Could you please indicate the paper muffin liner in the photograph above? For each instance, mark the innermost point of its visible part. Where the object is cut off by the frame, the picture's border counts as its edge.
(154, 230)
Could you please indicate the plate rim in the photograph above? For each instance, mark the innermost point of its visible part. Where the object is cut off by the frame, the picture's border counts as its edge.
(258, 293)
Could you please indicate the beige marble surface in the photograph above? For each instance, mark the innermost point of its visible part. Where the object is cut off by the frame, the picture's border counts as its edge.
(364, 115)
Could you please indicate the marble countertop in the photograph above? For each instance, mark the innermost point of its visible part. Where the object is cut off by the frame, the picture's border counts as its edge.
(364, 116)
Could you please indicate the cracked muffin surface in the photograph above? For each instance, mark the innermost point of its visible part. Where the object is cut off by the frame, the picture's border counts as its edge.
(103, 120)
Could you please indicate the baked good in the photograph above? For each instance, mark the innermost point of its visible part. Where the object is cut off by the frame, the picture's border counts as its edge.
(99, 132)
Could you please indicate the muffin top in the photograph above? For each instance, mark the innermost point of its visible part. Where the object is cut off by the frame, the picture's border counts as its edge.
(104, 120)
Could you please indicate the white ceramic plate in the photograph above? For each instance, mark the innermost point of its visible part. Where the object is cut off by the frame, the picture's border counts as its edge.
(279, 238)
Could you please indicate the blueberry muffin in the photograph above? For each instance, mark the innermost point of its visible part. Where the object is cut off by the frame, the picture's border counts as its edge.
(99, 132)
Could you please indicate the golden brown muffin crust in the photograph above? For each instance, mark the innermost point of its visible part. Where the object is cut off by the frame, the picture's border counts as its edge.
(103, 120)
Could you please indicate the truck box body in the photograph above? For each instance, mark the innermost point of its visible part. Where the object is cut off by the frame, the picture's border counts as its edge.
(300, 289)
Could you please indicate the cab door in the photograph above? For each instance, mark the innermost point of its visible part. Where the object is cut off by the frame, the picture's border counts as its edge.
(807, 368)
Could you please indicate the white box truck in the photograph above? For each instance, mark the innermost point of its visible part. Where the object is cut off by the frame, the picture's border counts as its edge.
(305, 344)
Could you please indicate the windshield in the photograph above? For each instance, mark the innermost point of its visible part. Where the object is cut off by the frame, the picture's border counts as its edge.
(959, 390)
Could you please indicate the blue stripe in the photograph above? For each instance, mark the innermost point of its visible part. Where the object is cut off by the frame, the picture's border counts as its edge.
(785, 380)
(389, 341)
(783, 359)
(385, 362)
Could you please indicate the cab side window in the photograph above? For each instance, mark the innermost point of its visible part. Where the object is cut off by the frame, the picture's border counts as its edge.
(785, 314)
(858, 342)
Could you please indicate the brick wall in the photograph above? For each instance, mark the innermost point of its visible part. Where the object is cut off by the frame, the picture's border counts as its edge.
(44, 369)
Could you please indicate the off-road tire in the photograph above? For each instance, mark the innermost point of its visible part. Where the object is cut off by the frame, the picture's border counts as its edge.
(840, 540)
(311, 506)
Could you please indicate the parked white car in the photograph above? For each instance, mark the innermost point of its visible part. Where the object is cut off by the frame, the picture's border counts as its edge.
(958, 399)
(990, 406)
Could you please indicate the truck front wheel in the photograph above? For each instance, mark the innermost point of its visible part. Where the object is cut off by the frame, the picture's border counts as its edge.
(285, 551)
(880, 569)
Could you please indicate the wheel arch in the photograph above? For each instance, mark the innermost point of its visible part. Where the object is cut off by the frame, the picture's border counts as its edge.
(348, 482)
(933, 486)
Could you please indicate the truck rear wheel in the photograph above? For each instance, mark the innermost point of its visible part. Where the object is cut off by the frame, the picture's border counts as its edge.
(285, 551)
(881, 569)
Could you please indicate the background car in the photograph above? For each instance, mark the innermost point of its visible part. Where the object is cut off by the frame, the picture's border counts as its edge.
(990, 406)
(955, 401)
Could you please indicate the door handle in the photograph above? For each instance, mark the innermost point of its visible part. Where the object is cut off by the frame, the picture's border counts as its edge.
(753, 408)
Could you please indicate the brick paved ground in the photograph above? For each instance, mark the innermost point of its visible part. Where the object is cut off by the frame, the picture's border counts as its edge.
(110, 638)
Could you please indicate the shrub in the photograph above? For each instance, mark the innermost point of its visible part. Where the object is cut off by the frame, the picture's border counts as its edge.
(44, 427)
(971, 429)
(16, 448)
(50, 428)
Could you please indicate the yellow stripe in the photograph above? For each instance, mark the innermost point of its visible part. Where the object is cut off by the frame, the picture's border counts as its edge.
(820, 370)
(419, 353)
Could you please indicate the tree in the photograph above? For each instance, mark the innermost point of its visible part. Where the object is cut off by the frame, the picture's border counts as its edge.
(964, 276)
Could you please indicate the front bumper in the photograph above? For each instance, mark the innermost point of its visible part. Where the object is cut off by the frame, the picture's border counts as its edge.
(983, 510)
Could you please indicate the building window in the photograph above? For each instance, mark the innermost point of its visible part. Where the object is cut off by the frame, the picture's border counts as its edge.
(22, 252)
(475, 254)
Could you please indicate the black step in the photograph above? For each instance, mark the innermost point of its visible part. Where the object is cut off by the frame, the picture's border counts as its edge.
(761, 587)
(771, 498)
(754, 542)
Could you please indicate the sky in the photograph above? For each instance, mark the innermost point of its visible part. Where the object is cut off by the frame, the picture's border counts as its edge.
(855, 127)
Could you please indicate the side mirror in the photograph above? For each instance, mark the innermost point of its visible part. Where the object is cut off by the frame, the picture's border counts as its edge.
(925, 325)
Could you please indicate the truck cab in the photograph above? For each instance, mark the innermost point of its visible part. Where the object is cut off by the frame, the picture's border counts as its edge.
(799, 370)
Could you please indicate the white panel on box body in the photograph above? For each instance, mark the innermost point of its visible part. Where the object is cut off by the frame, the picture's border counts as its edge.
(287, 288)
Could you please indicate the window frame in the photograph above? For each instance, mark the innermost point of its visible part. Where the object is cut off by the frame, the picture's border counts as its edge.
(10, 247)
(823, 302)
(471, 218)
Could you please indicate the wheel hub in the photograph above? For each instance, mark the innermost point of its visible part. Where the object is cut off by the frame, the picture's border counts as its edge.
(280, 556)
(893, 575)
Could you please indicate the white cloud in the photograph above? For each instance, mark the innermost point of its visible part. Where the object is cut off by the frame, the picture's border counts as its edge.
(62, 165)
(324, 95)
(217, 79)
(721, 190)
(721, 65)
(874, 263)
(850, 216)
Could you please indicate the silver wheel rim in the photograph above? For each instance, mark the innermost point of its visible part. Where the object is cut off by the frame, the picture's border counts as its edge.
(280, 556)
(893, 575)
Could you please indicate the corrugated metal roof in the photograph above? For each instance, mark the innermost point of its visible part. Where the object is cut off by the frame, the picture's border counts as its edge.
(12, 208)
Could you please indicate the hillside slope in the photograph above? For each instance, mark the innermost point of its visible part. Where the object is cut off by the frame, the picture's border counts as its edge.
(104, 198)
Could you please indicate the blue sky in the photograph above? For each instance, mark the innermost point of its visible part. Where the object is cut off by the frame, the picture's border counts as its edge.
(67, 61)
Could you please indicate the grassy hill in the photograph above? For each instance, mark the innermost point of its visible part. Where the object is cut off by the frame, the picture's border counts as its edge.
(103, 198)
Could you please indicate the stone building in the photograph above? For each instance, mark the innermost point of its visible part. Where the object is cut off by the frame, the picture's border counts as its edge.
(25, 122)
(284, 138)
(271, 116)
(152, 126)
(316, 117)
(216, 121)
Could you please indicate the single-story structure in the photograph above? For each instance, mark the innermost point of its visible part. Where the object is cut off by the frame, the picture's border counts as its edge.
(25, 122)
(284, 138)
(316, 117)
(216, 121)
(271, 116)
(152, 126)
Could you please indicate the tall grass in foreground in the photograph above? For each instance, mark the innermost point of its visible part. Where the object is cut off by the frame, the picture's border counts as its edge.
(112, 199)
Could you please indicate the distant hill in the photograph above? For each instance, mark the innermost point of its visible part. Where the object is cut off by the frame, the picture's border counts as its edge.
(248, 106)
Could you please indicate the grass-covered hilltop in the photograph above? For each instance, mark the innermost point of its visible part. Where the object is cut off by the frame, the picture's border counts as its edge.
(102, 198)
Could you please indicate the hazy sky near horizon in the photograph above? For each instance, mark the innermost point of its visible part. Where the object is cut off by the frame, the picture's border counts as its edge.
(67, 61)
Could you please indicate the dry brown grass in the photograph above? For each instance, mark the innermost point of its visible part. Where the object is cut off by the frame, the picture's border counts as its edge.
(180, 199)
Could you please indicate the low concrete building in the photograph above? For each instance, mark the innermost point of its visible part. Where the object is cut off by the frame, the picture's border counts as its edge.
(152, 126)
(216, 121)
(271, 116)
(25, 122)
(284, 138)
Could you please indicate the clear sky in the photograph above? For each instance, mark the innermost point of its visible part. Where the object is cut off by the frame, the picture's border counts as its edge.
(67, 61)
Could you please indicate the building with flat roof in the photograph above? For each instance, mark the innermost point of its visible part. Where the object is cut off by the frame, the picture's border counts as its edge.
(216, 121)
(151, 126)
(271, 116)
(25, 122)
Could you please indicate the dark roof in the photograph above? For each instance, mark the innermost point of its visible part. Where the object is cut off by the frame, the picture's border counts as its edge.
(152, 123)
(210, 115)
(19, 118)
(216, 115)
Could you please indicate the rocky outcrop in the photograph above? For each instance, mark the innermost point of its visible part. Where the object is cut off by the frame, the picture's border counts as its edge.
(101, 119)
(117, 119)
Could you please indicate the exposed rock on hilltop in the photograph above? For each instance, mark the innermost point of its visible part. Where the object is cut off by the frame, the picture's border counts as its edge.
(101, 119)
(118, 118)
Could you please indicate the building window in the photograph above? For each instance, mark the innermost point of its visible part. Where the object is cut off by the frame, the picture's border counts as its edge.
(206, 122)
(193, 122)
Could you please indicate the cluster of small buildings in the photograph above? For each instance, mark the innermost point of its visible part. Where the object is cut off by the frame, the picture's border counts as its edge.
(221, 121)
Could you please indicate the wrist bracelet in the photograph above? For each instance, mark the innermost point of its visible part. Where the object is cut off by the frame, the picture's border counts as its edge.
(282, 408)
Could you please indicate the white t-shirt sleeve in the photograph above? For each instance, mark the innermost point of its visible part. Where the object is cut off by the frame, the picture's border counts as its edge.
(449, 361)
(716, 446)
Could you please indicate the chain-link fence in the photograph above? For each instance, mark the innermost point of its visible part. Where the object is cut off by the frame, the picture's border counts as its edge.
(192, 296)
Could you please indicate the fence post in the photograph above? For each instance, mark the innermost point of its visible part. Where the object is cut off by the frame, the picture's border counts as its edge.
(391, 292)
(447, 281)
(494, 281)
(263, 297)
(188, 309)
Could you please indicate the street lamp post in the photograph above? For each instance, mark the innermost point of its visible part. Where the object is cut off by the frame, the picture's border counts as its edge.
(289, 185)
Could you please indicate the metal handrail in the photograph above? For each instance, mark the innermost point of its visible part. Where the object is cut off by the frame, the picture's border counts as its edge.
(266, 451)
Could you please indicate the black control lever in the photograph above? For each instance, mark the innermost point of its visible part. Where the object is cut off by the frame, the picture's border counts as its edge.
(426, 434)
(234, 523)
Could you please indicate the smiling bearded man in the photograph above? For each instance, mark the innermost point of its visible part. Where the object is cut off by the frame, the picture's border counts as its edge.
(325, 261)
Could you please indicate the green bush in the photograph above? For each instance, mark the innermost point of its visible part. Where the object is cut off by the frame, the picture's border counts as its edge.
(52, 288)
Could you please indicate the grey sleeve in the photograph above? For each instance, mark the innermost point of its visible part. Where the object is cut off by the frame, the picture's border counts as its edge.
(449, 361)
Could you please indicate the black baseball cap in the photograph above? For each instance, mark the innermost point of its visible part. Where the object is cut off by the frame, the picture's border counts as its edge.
==========
# INSTRUCTION:
Each line from the one containing "Could you please indicate the smiling" to the end of the listing above should be copied exactly, and nothing else.

# OUTPUT FOR THIS TASK:
Could you please indicate the smiling bearded man in the photograph above? For each instance, mark the innermost point of its visible part. Where the object is cut off by the frame, the picture's border counts as its edge.
(325, 261)
Could you please indicate the green bush in the photograph above? For each instance, mark the innermost point of its visible part. Where the object is cut off by the frame, the picture's border counts as its edge.
(52, 288)
Could you please indicate the grey sleeve in the photograph above? For each instance, mark the innermost point of its visible part. Where the object is cut off by the frame, the picture's border counts as its edge.
(449, 361)
Could you please indicate the black baseball cap in the photograph above? For each instance, mark the innermost point of its visible part. Where the object is cut off by the frame, the picture's border counts as its edge.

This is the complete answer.